» **GIVEN INSTRUCTION**:
Begin at the line containing "[locate] ocean wave" and give again every line to the end of the records, exactly, without the pictures.

___ DATA LISTING

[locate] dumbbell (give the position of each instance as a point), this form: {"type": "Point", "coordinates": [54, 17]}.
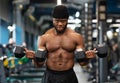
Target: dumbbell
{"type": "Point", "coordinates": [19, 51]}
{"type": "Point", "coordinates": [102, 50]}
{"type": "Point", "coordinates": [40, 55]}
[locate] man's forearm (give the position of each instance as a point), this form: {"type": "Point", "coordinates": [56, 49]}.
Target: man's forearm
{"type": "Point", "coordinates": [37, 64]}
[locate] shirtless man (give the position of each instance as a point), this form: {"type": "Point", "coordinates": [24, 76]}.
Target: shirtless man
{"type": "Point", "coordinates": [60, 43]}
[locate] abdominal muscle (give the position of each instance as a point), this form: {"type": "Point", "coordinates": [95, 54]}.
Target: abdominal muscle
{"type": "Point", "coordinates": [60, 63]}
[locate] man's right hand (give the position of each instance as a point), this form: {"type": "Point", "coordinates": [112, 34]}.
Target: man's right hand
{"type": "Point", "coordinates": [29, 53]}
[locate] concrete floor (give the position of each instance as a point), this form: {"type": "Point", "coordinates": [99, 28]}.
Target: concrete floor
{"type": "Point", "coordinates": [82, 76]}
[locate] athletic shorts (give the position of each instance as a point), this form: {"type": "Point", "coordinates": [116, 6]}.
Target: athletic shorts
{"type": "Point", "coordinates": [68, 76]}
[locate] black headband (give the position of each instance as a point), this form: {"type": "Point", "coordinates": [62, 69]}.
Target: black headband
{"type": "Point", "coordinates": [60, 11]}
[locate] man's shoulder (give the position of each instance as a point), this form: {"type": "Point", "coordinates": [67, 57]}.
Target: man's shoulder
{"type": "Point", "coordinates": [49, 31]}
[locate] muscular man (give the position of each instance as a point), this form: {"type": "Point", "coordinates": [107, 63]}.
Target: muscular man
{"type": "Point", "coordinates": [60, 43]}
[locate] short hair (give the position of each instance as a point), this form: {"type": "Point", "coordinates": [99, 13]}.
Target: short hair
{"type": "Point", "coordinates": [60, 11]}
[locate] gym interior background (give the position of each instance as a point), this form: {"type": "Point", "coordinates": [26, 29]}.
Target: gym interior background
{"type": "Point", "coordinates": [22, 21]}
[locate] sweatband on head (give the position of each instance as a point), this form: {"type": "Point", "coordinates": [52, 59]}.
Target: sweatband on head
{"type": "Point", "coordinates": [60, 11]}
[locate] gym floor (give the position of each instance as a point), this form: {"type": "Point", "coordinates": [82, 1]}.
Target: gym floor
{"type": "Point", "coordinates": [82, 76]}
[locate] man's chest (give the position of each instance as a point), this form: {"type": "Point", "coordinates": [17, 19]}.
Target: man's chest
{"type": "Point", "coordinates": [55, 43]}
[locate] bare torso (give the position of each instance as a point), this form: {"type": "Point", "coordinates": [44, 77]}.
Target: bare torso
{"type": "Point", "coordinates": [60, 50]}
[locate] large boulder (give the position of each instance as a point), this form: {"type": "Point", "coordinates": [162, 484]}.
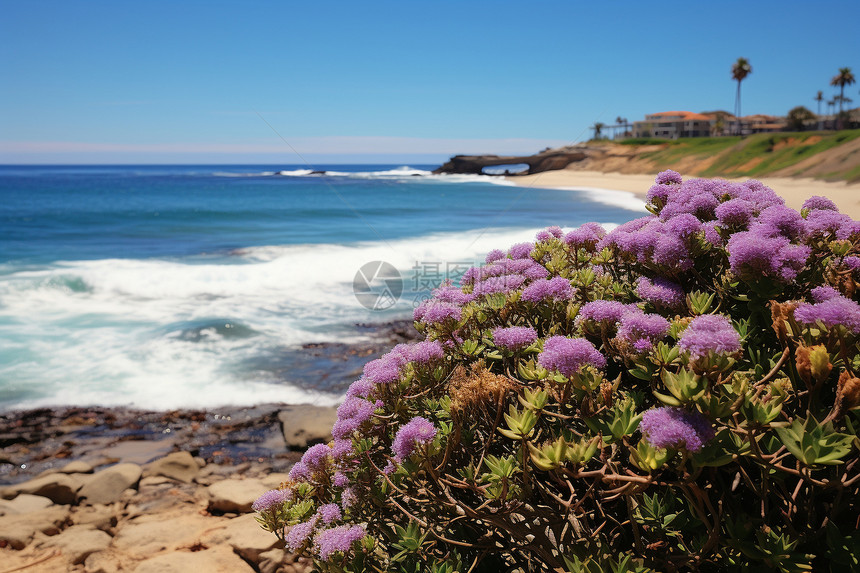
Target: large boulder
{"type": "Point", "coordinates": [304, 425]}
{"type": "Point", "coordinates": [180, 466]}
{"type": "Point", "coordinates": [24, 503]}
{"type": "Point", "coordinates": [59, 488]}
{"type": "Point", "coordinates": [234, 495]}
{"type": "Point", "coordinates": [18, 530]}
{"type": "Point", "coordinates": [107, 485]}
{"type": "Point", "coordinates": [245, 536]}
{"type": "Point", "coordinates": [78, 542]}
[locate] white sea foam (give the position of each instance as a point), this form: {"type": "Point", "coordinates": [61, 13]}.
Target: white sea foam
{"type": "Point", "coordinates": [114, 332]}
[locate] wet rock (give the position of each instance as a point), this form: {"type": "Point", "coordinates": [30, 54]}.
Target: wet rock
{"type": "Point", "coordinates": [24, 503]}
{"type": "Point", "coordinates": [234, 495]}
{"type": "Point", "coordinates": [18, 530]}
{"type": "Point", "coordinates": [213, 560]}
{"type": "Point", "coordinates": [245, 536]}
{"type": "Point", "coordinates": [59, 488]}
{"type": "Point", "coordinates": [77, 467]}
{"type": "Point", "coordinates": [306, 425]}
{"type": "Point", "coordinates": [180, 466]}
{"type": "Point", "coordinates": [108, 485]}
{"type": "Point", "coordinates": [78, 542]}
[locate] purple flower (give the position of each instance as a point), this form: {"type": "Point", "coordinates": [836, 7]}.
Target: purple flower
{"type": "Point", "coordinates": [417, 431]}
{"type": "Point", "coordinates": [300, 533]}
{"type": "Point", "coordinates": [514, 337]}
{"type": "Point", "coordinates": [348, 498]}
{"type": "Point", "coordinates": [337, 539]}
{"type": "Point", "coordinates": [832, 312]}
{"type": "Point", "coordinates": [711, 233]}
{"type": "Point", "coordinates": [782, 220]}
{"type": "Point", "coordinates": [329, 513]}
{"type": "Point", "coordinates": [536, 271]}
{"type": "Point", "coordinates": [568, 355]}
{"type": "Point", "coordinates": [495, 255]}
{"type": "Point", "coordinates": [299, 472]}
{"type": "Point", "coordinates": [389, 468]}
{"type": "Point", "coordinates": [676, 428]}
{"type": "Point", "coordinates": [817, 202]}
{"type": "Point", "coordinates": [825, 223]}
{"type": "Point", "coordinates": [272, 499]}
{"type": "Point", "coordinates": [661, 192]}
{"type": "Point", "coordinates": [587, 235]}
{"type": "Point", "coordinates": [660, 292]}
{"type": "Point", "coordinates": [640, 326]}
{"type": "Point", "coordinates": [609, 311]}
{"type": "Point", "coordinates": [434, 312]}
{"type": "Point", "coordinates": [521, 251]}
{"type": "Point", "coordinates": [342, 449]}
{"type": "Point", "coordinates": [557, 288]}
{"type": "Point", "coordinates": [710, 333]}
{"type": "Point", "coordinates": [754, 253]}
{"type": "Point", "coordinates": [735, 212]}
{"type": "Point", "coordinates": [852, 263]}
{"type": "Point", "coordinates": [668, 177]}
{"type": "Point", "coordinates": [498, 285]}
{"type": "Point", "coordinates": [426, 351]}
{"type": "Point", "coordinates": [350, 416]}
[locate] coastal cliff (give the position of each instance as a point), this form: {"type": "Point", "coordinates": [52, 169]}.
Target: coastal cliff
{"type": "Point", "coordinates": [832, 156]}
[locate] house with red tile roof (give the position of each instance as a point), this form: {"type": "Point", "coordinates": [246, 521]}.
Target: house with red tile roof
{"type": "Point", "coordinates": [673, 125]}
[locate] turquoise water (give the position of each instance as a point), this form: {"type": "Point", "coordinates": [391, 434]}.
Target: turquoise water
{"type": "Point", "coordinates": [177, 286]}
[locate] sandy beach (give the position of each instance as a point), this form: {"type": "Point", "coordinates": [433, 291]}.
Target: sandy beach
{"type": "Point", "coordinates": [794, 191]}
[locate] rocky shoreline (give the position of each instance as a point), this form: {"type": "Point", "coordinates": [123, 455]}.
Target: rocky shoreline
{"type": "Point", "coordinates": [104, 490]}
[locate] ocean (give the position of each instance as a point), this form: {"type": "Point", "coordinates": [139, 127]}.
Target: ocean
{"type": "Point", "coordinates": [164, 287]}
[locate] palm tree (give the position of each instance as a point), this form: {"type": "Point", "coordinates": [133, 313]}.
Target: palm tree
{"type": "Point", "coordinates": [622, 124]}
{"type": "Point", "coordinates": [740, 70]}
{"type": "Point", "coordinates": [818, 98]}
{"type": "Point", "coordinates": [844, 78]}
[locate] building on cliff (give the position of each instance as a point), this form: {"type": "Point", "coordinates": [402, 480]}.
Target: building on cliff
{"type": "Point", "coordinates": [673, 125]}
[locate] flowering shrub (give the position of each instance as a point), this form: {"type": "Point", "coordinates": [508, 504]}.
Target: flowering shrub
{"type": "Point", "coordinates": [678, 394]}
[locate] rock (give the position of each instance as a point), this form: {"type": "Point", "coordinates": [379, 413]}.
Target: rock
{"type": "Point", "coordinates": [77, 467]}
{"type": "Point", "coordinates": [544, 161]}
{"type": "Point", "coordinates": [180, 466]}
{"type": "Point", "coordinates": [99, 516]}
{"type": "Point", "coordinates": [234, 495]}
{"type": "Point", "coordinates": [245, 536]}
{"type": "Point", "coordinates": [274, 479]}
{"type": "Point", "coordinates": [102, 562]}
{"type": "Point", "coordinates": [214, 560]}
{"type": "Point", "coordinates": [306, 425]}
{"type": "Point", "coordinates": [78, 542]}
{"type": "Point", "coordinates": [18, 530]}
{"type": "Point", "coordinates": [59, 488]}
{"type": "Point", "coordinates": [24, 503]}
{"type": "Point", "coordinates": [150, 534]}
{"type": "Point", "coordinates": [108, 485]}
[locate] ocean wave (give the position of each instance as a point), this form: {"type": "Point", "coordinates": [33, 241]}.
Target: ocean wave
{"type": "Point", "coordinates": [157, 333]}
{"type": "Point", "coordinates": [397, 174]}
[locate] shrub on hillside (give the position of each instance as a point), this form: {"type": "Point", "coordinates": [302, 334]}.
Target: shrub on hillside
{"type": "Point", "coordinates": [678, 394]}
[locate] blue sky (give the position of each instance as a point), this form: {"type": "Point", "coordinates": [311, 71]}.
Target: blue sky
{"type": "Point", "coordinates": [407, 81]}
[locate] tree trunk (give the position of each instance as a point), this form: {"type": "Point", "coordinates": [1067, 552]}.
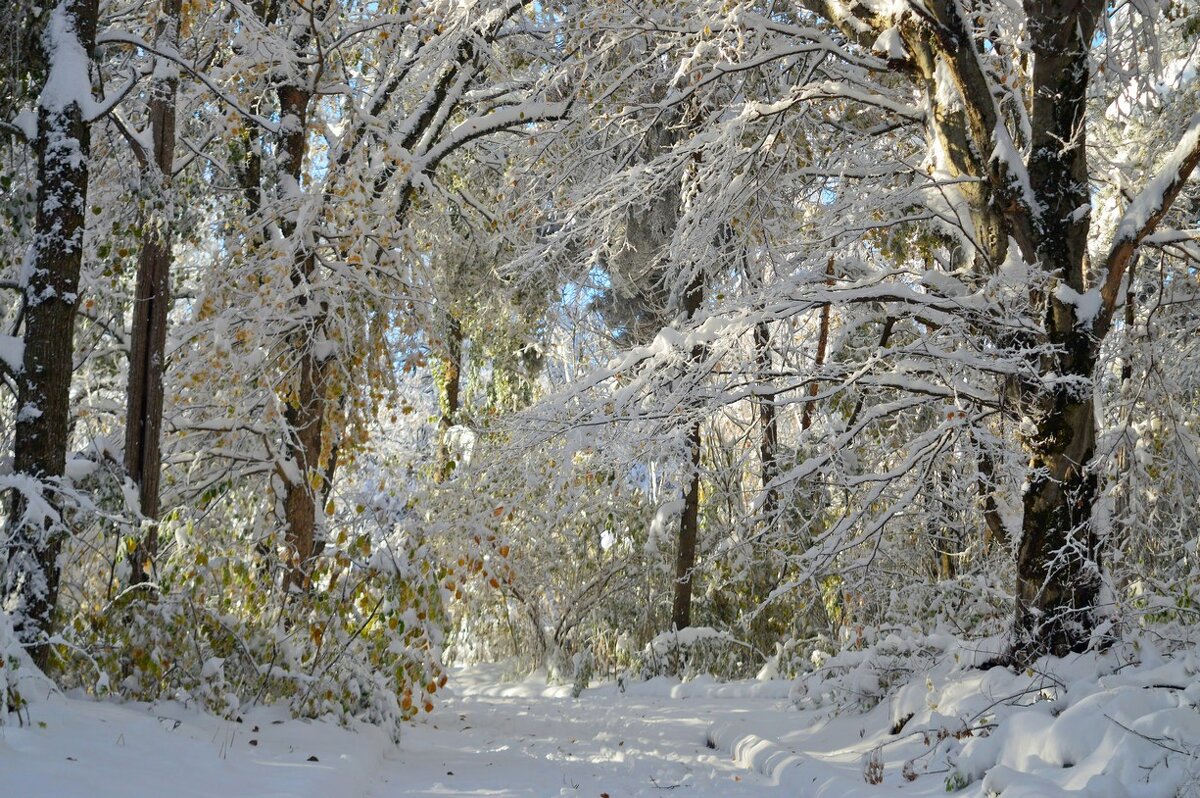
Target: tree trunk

______

» **RESULT OF THE EXERCISE**:
[locate] ocean wave (give the position of each instance as a point), this form: {"type": "Point", "coordinates": [33, 241]}.
Target: ocean wave
{"type": "Point", "coordinates": [157, 333]}
{"type": "Point", "coordinates": [397, 174]}
[locate] shrub on hillside (give the position of each instance as a point), this form: {"type": "Point", "coordinates": [302, 334]}.
Target: shrub on hillside
{"type": "Point", "coordinates": [678, 394]}
[locate] blue sky (give the position of each instance as a point), this form: {"type": "Point", "coordinates": [311, 71]}.
Target: blue sky
{"type": "Point", "coordinates": [407, 81]}
[locate] tree trunk (give the position of each instance as a point), this form: {"type": "Point", "coordinates": [1067, 552]}.
Target: tree trunk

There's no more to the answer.